---------- Исходный текст ----------
Журнал *) кампании по Кавказской линии покойного Генерала от инфантерии и Кавалера Ивана Ивановича Германа 1790 года от 22 Сентября по 30 число.

 

[7]
22-е число. Корпус **), которым я командовал, стоял на Куме, при Песчаном броду1, расстоянием от Георгиевской крепости верст около 60-ти.
Боевых чинов было в лагере около 3000; сего числа я возвратился из помянутой крепости, где последний раз виделся с покойным графом де Бальменом, которого я оставил едва дышащего. По прибытии моем в лагерь, слухи повторялись со всех сторон о приближении неприятеля, и хотя оные продолжались уже больше месяца, — но письма, которые иные татарские владельцы, услышав о возращении моем в корпус, в оригинале от Батал-Бея прислали ко мне, и в которых он разглашал великие свои силы и обнадеживал их о скором своем прибытии и непременном истреблении всех неверных в сей стороне, равно же и приезд обратный одного Абазинского князя, Атажука Ахлова2, родни нашему Подполковнику Мансурову, который сам был у Батал-паши, привели меня в крайнее сомнение. Последний еще описал мне великость турецкого лагеря, число пушек и сказал, что [8] множество султанов и князей с горскими народами окружают его и всякий день более их прибывает. Сколько он мог узнать в турецком лагере, который он нашел тогда на Урупе, Батал-Бей намерен был поспешно приблизиться к Кубани, переправиться через сию реку и дать баталию, если будет кому, а потом идти прямо на Георгиевсвую крепость, где он ожидал соединения всех кабардинцев и Шаха, который тогда, с толпами разных народов, стоял на Сунже, ожидал приключений и по оным располагал себя вести. А как сии известия были согласны со всеми обстоятельствами, в которых находилась тогда граница, я тот же день поднял свой лагерь, оставя сильный арриергард для подвоза себе хлеба, в котором я имел крайнюю нужду. При Песчаном броде учредил я сильно укрепленный пост под ведением Майора Веревкина, который тогда оставлен был с отрядом в сих местах для надзора за народами, там живущими, и удержать связь между корпусом и Георгиевскою крепостью. Поход был 17 верст и лагерь на левых вершинах Тамлыцких3.
*) Журнал Генерала Германа напечатан в Отечественных Записках за 1825 год, Декабрь, стр. 352.
----------
## Задание
Выпишите из журнала кампании по Кавказской линии дословно отрывок от «Журнал *) кампании» до «верст около 60-ти.». Следующие далее строки взяты из другого источника.
---------- Данные ----------
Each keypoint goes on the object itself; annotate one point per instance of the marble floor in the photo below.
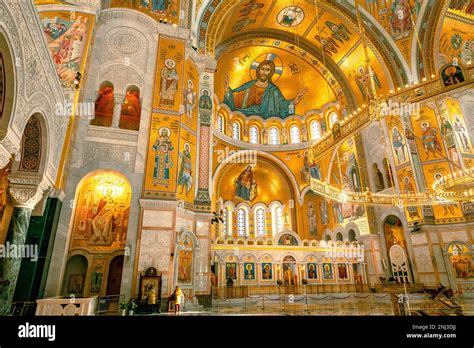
----------
## Решение
Журнал *) кампании по Кавказской линии покойного Генерала от инфантерии и Кавалера Ивана Ивановича Германа 1790 года от 22 Сентября по 30 число.

 

[7]
22-е число. Корпус **), которым я командовал, стоял на Куме, при Песчаном броду1, расстоянием от Георгиевской крепости верст около 60-ти.